Source data:

━━━━━━━━━━━━━━━━━━━━

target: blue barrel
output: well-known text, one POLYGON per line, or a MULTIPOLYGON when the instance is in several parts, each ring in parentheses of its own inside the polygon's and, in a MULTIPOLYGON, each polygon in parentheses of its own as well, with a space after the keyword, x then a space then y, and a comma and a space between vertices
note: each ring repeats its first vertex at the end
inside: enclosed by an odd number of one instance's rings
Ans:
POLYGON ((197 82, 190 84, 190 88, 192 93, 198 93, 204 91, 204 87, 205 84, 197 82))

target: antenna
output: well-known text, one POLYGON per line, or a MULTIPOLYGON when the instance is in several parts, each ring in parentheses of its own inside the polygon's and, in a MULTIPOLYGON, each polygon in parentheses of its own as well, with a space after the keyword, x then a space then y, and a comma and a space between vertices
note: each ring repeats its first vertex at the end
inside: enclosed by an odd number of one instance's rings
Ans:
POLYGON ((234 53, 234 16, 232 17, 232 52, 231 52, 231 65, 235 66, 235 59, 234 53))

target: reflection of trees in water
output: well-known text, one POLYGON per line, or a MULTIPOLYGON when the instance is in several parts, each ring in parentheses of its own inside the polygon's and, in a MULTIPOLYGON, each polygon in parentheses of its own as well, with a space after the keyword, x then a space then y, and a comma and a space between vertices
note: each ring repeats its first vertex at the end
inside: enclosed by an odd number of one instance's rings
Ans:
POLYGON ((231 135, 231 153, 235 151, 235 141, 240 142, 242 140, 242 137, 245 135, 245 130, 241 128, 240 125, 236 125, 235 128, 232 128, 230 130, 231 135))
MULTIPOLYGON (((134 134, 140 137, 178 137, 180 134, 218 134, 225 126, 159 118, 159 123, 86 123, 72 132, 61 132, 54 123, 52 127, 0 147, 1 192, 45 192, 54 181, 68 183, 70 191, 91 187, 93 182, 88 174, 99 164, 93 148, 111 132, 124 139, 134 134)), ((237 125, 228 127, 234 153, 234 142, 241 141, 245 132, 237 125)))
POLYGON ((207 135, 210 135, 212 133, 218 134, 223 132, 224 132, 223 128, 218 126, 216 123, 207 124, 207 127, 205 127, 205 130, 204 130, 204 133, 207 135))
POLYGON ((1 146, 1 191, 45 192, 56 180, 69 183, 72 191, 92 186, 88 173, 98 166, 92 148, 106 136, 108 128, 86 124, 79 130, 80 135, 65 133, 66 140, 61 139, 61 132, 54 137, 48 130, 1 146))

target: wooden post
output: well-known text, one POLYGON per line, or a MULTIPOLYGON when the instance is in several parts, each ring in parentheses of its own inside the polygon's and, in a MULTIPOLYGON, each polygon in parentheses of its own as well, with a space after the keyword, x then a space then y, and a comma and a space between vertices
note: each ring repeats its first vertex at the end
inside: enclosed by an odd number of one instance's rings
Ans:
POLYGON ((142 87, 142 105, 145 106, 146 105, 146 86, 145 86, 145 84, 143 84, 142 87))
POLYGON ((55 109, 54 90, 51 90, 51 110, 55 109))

━━━━━━━━━━━━━━━━━━━━

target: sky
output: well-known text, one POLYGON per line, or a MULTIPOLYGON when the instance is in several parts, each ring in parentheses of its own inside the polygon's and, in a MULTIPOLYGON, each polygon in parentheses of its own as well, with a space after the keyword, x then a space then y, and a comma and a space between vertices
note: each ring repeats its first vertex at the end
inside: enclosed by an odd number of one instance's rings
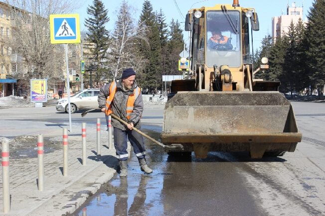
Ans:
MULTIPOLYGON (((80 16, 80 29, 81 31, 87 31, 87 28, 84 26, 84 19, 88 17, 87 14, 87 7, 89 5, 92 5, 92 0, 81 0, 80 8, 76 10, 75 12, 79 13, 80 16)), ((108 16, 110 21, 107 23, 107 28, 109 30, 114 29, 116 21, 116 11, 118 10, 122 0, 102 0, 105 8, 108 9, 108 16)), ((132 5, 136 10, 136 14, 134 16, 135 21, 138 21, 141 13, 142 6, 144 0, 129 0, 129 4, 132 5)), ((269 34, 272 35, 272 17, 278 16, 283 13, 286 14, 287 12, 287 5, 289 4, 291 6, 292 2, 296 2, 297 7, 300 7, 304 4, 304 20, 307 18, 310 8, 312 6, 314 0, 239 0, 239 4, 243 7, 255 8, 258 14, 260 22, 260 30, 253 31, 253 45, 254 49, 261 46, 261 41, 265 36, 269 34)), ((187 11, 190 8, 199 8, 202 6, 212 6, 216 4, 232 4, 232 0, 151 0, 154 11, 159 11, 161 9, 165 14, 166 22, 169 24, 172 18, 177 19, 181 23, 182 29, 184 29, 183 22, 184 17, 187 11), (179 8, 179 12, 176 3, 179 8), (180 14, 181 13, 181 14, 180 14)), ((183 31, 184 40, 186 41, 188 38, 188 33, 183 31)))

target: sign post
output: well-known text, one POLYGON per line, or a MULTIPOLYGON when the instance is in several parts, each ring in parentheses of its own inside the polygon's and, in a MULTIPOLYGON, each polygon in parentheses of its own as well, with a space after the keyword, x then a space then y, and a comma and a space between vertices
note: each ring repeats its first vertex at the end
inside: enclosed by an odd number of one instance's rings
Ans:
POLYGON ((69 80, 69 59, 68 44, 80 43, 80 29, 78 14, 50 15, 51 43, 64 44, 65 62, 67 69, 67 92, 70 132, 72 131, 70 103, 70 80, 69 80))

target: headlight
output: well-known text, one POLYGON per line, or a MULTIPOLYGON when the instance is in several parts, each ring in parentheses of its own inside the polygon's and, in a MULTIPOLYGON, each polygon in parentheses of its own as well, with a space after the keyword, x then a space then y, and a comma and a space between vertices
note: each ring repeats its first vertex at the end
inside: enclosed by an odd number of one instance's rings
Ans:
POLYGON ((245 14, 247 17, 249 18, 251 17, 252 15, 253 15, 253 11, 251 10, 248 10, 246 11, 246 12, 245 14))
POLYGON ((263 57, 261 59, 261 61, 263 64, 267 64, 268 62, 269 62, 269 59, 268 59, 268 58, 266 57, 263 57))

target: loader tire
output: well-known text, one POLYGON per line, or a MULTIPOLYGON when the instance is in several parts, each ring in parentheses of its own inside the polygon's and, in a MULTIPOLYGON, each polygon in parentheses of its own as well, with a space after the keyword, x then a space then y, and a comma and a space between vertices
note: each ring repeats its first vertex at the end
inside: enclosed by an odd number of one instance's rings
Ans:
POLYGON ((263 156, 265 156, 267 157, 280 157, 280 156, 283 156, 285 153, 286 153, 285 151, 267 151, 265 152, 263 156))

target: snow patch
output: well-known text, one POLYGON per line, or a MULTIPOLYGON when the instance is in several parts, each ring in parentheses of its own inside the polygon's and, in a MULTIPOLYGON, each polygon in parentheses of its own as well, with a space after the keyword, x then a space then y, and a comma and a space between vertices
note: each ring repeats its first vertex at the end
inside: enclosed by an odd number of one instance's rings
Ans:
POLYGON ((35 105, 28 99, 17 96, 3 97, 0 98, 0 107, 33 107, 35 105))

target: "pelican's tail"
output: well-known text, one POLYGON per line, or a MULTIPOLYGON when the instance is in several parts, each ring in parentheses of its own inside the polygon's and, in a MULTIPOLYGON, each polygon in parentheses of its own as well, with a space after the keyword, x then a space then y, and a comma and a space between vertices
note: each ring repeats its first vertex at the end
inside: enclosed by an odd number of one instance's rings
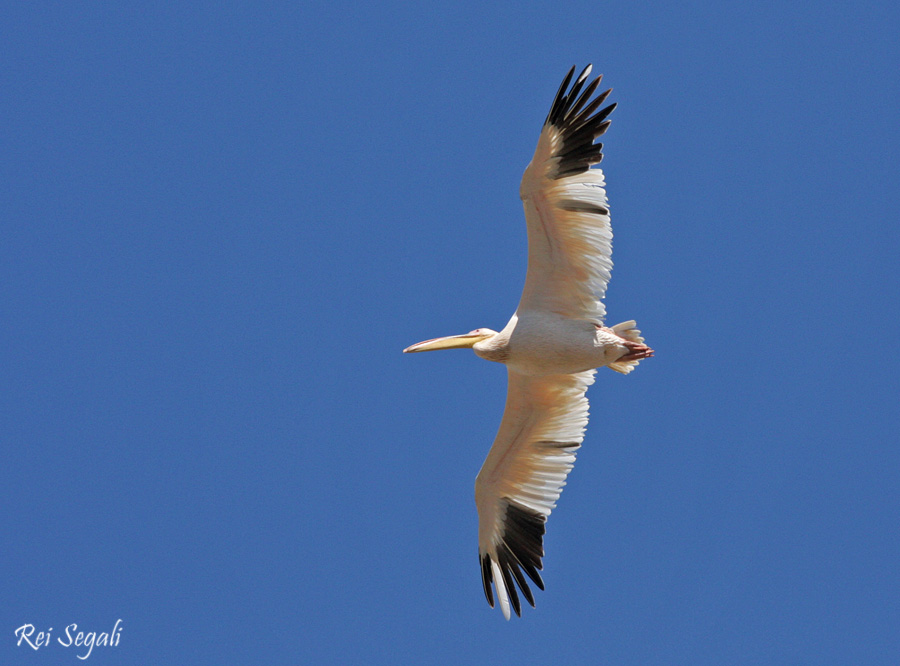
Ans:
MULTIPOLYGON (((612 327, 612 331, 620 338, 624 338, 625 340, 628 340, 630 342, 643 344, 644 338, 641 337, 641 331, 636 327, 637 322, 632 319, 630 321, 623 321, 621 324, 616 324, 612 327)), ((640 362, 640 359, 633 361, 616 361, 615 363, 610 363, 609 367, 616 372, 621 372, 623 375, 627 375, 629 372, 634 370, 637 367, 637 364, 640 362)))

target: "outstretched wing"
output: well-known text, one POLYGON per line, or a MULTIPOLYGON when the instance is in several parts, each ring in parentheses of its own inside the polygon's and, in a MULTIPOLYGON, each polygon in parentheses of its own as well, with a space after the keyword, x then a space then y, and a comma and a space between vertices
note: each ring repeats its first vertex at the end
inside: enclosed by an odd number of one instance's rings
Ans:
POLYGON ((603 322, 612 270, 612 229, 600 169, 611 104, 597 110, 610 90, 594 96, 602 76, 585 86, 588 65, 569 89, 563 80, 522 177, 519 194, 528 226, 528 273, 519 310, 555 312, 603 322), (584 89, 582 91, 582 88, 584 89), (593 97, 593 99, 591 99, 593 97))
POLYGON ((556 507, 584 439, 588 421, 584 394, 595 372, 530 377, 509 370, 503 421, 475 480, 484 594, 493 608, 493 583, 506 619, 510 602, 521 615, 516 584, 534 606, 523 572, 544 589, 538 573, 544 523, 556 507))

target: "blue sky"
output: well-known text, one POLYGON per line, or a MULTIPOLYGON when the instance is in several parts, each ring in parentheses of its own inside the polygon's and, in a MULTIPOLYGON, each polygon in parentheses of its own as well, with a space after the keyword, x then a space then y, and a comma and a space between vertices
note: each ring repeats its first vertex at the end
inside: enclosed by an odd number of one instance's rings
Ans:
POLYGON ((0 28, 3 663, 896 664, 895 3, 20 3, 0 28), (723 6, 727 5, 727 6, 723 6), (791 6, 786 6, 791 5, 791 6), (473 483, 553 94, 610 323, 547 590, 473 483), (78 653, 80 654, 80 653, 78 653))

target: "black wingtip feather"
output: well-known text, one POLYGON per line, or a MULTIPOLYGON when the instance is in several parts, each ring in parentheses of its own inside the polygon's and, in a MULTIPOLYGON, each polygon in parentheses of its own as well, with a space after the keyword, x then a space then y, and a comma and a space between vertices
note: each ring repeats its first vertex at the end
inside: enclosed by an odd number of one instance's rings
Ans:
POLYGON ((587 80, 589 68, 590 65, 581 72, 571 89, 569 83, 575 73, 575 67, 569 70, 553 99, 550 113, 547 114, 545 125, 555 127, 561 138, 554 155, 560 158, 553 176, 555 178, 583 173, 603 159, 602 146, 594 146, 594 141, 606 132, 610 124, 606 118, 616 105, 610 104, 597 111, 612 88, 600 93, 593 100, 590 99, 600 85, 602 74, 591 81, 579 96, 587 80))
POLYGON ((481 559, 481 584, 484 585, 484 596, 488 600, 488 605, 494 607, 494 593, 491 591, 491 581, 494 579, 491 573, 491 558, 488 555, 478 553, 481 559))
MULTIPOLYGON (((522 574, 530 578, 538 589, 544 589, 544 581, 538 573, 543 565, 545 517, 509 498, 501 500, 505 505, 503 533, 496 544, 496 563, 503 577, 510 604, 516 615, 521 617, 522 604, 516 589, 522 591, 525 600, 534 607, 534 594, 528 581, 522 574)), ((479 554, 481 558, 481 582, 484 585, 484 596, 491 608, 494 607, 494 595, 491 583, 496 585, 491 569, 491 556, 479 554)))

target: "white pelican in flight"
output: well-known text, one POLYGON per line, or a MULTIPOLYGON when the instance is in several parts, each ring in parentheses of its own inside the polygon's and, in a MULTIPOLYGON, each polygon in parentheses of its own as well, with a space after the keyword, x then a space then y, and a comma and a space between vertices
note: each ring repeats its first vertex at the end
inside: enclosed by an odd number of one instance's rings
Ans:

━━━━━━━━━━━━━━━━━━━━

■ **Directions for this task**:
Copy out the lines from the one containing "target: wooden post" to the one containing "POLYGON ((55 109, 54", including both of those lines.

■ **Full output**:
target: wooden post
output: well-known text, one POLYGON per line, or a MULTIPOLYGON when the instance is in several parts, each ring in parentheses of its own inside the polygon's and, in a MULTIPOLYGON, each polygon in parentheses of its own as well, with a space after the keyword, x then a space then y, and a comma and a space between vertices
note: each ring repeats its first vertex at the end
inside: enclosed by an odd number of one instance's rings
Ans:
POLYGON ((142 87, 142 105, 145 106, 146 105, 146 86, 145 86, 145 84, 143 84, 142 87))
POLYGON ((55 109, 54 90, 51 90, 51 110, 55 109))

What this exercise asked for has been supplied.